[PASSAGE PROVIDED]:
=-=-=

Moderate Christianity is a  theological movement in Christianity that seeks to make decisions based on spiritual wisdom.

Origin 
Moderation in Christianity is related to the spiritual wisdom that is addressed in Epistle of James in chapter 3 verse 17.  In First Epistle to Timothy,  moderation is also referred to as temperance and is a required characteristic to be bishop in the Church.

Characteristics 
Moderate Christianity is characterized by its concern to bring hope, to include cultural diversity and creative collaboration, by not being fundamentalist or  liberal, predominantly  conservative and avoids extremism in its decisions.

Catholicism 
Moderate Catholicism mainly became visible in the 18th century, with Catholic groups taking more moderate positions, such as supporting ecumenism and liturgical reforms.  These moderates are also overwhelmingly in favor of state autonomy and the independence of Church doctrine from the state.  After Vatican Council II, moderate Catholics distanced themselves from traditionalist Catholicism.

=-=-=

[INFORMATION PROVIDED]:

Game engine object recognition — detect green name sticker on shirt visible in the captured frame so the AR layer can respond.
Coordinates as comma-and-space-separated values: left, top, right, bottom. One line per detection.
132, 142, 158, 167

=-=-=

[REQUEST]: Write the next part of the piece on moderate Christianity, picking up right after its last sentence.

[SOLVED EXERCISE]:
Evangelical Christianity 
Moderate evangelical Christianity emerged in the 1940s in the United States in response to the  Fundamentalist movement of the 1910s.  The Fuller Theological Seminary founded in Pasadena, California in 1947 had considerable influence in the movement.  The study of the Bible has been accompanied by certain disciplines such as Biblical hermeneutics, Biblical exegesis and apologetics.  Moderate theologians have become more present in Bible colleges and more moderate theological positions have been adopted in evangelical churches.  In this movement called neo-evangelicalism, new organizations, social agencies, media and Bible colleges were established in the 1950s.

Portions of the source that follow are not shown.